* Problem to work on *
Below is a listing from which only part is wanted; return exactly the lines from the one with "Query: security steward in yellow vest" up to and including the one with "Each pair is formatted like [392, 535].".

* Supplied information *
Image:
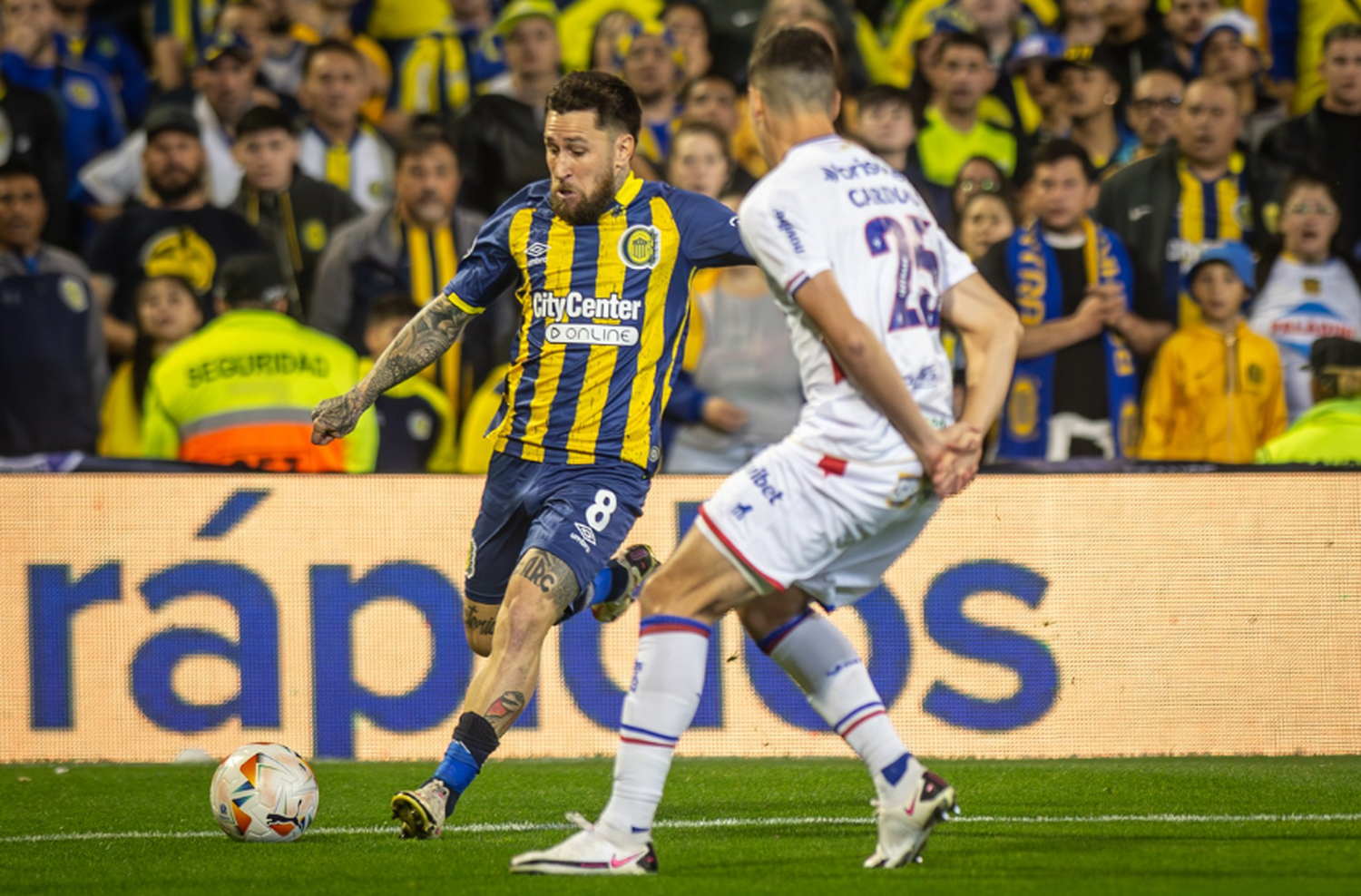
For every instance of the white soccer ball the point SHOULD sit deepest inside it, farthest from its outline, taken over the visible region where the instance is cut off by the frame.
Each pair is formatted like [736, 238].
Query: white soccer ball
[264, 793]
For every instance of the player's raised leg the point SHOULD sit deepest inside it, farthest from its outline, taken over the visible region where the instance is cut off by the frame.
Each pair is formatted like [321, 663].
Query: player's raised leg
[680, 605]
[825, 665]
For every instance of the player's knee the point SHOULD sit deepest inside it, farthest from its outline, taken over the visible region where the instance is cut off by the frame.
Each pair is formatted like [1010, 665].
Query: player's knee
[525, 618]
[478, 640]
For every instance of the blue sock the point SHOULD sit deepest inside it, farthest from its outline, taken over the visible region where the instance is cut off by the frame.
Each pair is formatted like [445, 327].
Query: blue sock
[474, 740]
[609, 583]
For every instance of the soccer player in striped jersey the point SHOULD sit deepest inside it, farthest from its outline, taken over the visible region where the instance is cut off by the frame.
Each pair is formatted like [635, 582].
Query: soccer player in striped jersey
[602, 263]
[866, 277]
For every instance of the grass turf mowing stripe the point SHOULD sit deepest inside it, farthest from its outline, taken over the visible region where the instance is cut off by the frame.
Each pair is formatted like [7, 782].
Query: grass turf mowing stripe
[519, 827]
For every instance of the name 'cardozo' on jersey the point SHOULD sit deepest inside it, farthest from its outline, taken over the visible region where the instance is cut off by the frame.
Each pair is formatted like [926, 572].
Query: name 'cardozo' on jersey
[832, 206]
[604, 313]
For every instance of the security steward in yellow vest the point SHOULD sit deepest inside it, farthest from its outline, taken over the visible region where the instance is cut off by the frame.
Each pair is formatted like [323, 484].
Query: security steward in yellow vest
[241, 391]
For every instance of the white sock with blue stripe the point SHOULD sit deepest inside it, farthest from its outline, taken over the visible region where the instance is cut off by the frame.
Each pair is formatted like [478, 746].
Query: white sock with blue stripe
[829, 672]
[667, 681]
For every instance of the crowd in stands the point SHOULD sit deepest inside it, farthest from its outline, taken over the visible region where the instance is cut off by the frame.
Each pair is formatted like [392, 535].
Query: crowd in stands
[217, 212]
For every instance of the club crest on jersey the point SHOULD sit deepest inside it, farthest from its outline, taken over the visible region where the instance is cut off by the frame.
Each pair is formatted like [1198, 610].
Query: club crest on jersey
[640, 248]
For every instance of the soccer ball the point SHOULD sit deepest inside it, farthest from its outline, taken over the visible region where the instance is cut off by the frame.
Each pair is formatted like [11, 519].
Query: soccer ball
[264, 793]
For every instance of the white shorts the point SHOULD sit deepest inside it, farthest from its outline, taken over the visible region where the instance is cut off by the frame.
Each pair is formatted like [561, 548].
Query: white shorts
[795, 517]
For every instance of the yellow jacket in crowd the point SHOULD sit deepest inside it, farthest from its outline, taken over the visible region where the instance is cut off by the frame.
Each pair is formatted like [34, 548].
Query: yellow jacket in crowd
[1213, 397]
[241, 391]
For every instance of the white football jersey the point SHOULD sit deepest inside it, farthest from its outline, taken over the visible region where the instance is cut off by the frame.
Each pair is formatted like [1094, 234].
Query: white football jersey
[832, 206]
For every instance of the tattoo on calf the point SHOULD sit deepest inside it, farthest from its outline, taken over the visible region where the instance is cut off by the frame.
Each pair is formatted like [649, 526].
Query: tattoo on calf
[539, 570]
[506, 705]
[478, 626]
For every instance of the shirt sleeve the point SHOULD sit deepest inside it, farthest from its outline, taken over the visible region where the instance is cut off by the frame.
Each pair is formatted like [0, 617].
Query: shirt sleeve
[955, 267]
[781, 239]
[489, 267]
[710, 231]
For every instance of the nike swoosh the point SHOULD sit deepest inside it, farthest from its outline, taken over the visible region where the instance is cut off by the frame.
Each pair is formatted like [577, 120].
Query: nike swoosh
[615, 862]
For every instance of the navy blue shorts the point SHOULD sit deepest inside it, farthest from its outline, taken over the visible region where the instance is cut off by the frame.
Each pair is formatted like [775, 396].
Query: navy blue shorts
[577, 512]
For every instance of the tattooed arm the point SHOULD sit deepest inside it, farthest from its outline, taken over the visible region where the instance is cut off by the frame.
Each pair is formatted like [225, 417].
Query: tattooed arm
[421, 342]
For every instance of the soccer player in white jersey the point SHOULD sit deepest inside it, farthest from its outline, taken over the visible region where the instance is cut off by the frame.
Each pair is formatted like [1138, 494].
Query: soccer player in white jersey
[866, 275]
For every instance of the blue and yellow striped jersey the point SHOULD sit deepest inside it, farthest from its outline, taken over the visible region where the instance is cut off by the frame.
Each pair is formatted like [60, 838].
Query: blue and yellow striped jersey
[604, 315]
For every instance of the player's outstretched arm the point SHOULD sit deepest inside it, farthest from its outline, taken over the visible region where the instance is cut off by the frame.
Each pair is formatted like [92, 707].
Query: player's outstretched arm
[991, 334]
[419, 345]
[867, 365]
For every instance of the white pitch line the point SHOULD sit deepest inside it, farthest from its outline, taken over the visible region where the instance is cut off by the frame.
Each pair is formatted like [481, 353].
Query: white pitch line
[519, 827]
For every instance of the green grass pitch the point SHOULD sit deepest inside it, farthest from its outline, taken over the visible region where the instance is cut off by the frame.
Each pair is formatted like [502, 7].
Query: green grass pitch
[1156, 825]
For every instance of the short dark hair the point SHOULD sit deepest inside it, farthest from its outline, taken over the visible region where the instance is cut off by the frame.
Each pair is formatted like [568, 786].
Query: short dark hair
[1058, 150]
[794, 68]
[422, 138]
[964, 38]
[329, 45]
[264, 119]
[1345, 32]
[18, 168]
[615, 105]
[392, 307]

* Your solution *
Query: security steward in yellow vest
[241, 391]
For every instance of the white sock with blue stripe the point SHOULD sit deepest inside it, farthest from its outline, taken over the visible region where the instance is cut off by the frame.
Each pair is formatted like [478, 746].
Query: white sock with blue stripe
[829, 672]
[667, 681]
For every instance of the crowd in stands the point SHOULD sit deepest inside it, farthest from its outline, taken over the visible region where the instance is cut off by the frame.
Each pair is formatted like [392, 535].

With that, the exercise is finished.